WHAT IS NEEDED:
Restate the full listing precisely as written.

[[ DATA SHOWN, beginning ]]

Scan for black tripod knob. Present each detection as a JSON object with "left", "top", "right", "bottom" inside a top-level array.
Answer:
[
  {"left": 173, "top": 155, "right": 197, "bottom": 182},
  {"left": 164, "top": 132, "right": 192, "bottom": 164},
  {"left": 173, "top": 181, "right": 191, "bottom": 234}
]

[[ DATA SHOWN, end ]]

RESULT OF THIS EXERCISE:
Scan for black tripod knob. Present each detection as a JSON object with "left", "top", "right", "bottom" inside a top-level array.
Answer:
[
  {"left": 173, "top": 155, "right": 197, "bottom": 182},
  {"left": 164, "top": 132, "right": 192, "bottom": 164},
  {"left": 173, "top": 181, "right": 191, "bottom": 234}
]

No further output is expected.